*** Input data

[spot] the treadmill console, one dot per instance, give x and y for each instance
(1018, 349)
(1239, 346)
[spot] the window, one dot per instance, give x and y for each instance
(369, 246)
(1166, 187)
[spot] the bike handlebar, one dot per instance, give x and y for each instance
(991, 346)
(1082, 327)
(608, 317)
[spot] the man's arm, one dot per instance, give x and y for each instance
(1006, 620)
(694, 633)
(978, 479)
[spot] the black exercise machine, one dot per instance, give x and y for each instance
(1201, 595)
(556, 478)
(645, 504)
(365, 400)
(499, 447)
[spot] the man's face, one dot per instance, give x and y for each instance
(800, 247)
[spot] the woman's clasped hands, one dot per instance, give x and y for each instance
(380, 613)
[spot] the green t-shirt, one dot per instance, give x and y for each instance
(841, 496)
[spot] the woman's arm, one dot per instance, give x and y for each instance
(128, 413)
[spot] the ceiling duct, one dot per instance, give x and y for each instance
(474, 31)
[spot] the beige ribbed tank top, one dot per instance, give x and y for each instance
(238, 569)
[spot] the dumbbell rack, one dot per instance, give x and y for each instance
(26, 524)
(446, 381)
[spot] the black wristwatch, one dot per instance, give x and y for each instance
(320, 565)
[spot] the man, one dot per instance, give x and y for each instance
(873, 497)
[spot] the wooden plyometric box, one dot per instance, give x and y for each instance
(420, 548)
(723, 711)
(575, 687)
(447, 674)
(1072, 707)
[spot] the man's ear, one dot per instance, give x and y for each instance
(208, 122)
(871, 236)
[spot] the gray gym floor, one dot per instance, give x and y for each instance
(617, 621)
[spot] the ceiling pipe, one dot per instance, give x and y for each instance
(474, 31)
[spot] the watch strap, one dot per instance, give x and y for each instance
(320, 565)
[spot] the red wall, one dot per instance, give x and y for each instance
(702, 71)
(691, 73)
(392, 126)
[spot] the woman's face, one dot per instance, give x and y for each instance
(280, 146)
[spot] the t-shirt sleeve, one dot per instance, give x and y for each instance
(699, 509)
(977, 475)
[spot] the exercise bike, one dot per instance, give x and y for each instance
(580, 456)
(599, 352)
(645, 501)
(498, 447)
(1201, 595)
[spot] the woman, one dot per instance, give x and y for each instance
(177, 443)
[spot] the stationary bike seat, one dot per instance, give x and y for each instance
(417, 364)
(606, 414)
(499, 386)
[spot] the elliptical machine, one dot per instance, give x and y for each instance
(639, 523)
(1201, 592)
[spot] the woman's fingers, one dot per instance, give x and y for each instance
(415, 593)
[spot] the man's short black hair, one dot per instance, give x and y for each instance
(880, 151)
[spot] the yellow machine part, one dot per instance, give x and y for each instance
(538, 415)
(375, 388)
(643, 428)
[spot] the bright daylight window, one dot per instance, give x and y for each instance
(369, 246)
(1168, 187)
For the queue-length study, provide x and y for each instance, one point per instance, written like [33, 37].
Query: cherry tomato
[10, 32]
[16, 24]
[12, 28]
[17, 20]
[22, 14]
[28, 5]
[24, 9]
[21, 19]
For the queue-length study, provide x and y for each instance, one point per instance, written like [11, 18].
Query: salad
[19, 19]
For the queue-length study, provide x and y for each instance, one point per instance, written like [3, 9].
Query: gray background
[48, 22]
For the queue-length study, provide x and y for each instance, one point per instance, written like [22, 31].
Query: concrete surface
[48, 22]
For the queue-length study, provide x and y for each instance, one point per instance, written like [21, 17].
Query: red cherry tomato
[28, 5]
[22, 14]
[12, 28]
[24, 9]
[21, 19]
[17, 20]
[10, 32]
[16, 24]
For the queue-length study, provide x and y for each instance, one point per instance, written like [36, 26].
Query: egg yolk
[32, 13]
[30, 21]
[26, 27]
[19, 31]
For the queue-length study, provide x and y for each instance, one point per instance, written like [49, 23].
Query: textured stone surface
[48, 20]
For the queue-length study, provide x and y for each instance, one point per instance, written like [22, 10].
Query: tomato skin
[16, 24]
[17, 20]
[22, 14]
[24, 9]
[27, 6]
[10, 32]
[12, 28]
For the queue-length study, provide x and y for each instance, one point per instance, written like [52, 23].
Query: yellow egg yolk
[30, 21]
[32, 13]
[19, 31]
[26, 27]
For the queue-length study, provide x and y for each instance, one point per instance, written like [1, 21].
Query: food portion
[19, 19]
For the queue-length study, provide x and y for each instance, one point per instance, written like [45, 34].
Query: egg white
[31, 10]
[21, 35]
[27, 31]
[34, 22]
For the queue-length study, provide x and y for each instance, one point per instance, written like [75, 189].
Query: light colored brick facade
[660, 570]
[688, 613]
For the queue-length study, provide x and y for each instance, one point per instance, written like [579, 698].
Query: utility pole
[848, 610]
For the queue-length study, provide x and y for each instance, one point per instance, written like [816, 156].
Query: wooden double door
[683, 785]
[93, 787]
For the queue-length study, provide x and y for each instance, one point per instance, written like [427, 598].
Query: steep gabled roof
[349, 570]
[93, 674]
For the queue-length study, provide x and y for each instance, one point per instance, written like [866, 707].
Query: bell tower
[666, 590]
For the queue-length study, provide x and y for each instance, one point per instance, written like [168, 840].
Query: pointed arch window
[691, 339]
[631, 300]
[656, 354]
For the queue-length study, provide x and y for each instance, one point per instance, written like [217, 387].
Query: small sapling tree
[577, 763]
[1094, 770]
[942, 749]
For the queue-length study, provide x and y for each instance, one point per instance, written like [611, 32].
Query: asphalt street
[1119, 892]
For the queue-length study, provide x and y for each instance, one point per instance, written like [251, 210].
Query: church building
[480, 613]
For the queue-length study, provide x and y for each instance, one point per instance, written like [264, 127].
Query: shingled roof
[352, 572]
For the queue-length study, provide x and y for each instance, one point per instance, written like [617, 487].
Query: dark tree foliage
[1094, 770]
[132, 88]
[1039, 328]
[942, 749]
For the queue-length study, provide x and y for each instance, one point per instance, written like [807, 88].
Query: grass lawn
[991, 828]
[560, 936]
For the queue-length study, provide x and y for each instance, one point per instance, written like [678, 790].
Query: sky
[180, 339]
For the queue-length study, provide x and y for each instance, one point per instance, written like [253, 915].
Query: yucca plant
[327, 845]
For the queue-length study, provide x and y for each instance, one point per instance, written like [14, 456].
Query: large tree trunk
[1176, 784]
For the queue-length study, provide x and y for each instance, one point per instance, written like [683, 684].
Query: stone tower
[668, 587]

******

Exercise - Return, unchanged, the run of lines above that opens with the line containing "Query: cherry tomato" and closes with the line containing "like [21, 17].". Include both.

Worked solution -
Query: cherry tomato
[10, 32]
[16, 24]
[12, 28]
[17, 20]
[22, 14]
[28, 5]
[24, 9]
[21, 19]
For the queue-length study, provide x and y for each instance, one point per instance, written like [11, 18].
Query: salad
[19, 19]
For the queue-length study, provide x and y for each instance, one point per instance, written like [3, 9].
Query: gray background
[48, 22]
For the queue-length study, provide x and y for each instance, one point per instance, written like [22, 31].
Query: concrete surface
[48, 22]
For the queue-length study, provide x and y for each instance, one point per instance, written like [21, 17].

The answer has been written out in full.